DATASET RECORDS Start Marker

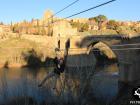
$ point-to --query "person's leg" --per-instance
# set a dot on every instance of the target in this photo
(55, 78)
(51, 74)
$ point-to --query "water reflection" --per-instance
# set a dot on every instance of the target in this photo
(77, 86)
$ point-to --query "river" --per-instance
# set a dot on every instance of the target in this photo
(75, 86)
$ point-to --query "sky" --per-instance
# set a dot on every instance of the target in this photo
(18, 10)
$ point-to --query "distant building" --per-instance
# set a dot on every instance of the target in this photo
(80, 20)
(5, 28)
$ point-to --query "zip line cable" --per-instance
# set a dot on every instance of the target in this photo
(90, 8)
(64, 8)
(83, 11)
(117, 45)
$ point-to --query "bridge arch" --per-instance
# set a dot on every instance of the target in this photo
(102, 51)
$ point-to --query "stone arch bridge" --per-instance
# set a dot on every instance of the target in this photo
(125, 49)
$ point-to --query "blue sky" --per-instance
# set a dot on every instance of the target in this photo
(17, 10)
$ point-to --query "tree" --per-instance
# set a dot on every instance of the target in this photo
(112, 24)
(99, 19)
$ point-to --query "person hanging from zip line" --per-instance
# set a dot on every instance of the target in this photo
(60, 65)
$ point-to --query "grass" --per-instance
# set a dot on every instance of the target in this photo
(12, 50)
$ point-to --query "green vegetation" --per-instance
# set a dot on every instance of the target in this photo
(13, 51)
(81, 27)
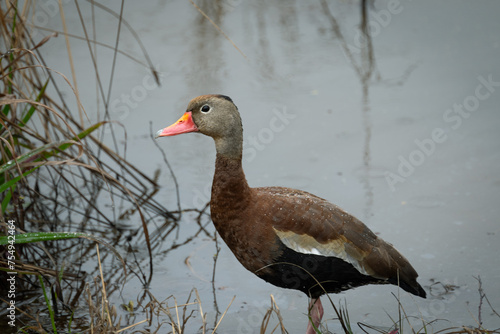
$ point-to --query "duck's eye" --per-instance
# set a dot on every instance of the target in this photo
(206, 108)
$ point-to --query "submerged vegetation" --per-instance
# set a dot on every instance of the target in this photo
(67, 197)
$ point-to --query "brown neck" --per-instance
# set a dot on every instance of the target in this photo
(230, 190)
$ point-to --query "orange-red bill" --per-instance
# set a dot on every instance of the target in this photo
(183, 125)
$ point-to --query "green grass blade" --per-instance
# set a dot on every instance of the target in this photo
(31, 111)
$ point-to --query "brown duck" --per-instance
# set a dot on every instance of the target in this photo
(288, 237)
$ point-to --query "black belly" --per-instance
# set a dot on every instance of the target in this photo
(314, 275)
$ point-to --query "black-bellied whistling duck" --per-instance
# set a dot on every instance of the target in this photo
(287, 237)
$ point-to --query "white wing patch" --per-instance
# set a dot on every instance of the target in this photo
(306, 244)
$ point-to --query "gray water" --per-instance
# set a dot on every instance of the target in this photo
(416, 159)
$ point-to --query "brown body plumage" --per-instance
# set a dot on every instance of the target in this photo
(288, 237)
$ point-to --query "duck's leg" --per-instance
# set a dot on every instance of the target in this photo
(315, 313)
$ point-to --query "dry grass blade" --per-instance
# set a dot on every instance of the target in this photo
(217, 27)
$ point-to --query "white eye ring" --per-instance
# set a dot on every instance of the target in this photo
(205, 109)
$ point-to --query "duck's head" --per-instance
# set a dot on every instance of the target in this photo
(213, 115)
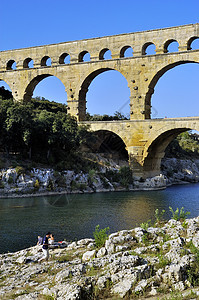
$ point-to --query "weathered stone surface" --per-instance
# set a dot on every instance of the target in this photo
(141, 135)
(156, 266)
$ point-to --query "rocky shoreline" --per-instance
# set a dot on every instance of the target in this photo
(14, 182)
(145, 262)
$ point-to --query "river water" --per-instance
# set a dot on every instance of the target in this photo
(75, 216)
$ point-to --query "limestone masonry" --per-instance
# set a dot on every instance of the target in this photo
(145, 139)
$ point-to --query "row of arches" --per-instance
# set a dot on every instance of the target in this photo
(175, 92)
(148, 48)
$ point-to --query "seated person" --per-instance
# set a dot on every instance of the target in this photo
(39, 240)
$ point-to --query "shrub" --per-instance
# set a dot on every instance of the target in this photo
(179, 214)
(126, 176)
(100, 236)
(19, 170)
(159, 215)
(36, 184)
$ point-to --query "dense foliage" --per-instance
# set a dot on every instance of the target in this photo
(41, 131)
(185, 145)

DATASET RECORDS End Marker
DATASET RECORDS Start Marker

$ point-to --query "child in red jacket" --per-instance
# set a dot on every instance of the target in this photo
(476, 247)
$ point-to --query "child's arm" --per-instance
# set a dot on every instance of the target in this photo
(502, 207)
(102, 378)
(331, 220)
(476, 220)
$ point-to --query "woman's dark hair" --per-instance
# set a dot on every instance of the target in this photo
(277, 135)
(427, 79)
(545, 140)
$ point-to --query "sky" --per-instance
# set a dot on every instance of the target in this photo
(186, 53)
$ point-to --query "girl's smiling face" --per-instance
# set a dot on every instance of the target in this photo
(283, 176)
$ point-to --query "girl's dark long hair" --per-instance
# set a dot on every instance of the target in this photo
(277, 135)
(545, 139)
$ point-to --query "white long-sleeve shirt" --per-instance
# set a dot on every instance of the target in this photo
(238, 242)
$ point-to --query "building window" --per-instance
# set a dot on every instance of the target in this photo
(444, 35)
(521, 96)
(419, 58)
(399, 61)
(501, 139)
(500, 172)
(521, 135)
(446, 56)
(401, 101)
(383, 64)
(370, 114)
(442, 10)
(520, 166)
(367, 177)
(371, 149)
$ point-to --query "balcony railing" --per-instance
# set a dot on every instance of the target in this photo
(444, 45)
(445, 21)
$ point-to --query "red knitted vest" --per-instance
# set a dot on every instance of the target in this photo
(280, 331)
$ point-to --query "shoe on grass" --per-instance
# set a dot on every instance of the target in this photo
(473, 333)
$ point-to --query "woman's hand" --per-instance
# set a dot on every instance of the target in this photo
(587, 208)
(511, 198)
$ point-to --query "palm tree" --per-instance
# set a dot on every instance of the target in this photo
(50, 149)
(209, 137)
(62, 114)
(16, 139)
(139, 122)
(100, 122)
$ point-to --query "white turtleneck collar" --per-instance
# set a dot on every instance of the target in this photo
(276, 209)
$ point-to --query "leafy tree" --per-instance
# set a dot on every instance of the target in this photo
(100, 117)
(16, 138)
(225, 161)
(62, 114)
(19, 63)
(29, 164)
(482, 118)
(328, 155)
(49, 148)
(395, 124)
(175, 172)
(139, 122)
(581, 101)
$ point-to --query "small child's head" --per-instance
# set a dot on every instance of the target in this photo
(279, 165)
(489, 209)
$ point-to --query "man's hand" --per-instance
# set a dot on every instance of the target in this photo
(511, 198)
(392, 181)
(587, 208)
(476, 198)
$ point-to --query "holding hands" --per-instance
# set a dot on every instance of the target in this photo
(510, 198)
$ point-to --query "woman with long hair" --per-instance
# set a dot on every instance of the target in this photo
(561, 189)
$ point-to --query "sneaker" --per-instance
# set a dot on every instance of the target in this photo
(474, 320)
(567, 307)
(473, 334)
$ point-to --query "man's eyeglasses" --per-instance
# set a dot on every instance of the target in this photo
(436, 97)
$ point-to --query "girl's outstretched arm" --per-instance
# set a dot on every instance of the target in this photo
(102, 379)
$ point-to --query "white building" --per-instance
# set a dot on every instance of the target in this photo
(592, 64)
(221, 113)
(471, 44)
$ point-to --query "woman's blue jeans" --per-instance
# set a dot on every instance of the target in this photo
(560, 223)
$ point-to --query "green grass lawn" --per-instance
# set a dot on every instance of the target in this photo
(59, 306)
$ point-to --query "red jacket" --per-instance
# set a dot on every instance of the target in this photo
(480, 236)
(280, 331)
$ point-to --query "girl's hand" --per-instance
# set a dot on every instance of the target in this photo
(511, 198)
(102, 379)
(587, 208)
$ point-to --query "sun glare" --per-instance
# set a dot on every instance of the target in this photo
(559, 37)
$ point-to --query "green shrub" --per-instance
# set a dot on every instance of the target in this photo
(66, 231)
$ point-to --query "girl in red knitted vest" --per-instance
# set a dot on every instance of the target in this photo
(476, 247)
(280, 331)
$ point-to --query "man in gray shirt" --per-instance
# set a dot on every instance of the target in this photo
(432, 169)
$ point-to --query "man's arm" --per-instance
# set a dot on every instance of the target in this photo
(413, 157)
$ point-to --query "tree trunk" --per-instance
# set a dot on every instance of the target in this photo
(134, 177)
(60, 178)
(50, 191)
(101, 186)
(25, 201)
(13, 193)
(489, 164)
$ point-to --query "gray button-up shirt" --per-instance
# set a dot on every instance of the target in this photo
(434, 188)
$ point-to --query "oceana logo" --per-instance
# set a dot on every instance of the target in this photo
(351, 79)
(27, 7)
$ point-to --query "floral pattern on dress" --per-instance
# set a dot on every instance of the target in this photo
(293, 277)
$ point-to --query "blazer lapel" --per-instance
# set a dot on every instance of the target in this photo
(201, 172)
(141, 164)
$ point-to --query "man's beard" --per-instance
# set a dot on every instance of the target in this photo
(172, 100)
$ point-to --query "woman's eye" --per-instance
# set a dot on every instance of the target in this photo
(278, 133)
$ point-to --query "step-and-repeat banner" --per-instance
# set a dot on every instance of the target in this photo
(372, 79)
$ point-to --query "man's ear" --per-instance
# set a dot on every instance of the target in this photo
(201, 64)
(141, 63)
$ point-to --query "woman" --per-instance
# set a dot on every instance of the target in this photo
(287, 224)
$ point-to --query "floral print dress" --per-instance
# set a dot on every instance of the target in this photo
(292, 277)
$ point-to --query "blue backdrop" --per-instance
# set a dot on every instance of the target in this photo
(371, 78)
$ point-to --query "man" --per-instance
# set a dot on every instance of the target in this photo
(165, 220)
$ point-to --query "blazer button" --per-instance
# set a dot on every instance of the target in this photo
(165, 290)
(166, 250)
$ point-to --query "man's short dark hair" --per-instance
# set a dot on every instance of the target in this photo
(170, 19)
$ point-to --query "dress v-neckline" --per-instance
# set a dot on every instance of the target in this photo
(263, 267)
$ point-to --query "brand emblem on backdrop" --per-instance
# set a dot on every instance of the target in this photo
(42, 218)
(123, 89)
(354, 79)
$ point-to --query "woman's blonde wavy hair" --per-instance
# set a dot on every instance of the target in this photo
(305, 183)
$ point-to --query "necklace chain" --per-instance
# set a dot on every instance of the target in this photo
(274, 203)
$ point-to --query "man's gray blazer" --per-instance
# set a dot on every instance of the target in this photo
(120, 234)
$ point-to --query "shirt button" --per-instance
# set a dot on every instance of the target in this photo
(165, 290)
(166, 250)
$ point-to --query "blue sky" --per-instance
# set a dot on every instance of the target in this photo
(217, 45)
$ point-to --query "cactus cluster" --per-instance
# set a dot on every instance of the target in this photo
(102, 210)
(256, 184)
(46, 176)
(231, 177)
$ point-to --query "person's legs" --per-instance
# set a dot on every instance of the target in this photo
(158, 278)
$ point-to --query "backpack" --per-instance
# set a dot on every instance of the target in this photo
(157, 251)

DATASET RECORDS End Marker

If a line of the entries holds the word "shirt", copy it out.

$ point-to --query "white long-sleeve shirt" --per-instance
$ point-to --query "man in gray shirt" --per-instance
$ point-to --query "gray button-up shirt" --per-instance
$ point-to --query "shirt button" --per-instance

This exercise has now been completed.